- [Problem description] Count the lines in the entries below that contain the word "tile", and reply with that number alone.

- [Records to process]
>> Start

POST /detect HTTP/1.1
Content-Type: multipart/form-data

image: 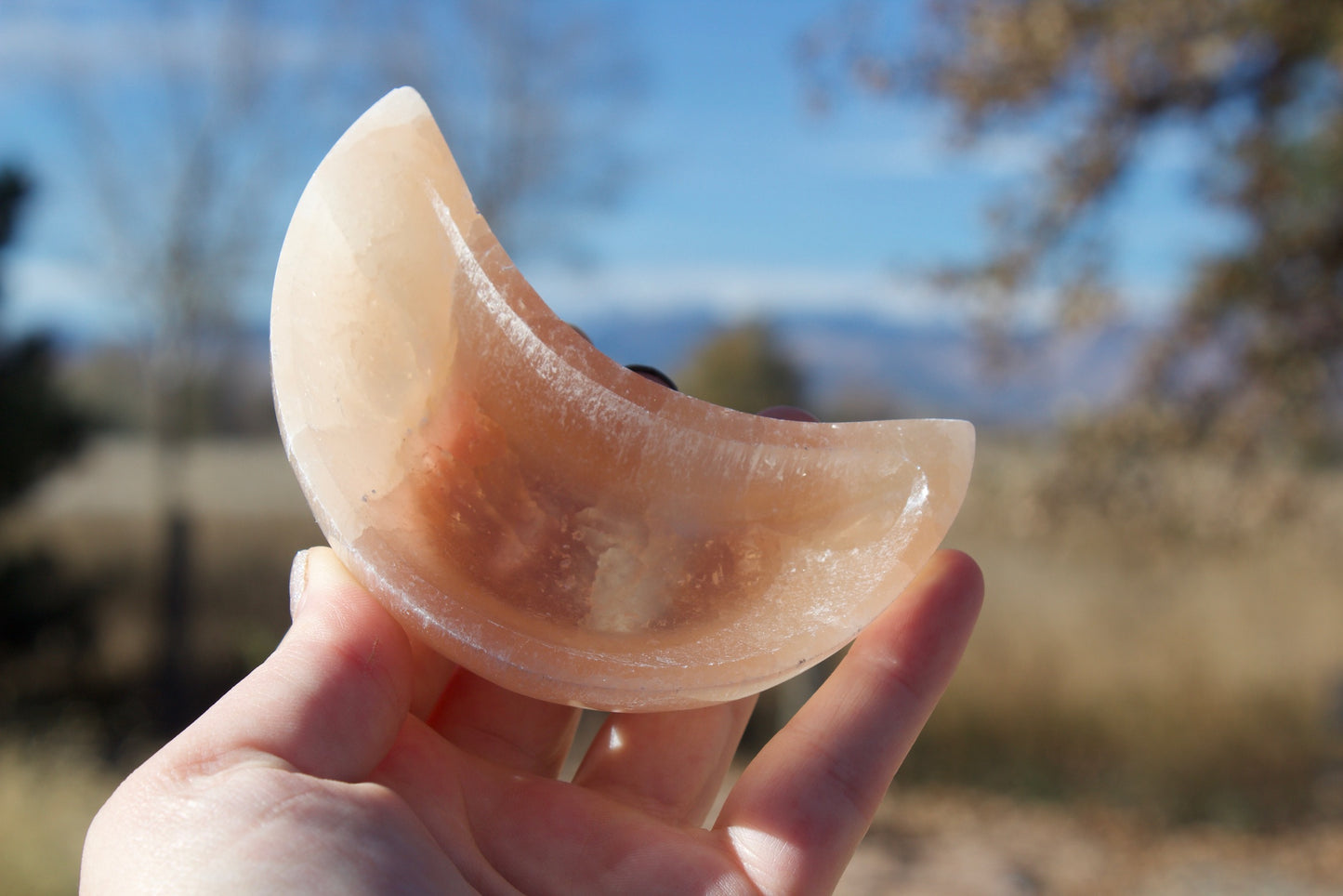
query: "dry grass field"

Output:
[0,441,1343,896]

>> End
>> Start

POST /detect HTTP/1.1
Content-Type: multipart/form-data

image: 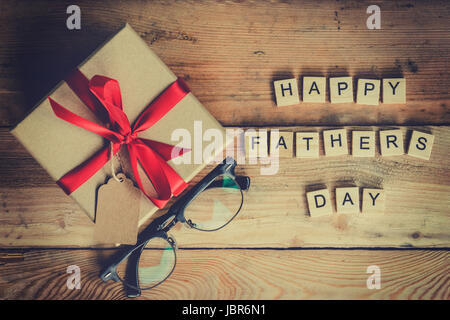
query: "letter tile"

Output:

>> End
>> Start

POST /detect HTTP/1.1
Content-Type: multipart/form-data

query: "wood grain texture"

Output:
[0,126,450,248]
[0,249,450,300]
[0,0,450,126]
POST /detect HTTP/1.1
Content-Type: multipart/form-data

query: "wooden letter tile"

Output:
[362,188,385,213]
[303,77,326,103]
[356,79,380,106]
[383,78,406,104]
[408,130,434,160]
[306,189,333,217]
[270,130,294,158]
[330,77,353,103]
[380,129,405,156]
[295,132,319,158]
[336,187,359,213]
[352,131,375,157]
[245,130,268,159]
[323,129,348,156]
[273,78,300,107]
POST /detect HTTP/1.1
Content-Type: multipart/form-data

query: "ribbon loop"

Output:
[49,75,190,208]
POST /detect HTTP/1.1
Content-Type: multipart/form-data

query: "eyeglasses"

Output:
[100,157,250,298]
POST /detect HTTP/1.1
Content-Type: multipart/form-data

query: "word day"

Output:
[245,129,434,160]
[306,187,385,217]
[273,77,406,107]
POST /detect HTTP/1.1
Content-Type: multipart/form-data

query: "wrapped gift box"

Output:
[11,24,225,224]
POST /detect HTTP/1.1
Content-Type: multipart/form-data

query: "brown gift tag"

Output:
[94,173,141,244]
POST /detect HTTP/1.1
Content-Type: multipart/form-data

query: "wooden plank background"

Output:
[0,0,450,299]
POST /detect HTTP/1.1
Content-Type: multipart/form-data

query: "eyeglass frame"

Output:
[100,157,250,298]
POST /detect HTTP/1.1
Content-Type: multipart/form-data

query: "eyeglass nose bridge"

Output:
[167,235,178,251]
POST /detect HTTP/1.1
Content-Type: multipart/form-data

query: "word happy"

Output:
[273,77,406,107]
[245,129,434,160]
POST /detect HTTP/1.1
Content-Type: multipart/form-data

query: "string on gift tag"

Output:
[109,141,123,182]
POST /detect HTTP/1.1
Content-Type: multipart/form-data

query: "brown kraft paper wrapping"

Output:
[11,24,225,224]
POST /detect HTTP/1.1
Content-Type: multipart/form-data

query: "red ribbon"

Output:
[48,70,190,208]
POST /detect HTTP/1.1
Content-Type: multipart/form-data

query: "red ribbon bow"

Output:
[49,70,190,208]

>> End

- [Written solution] 2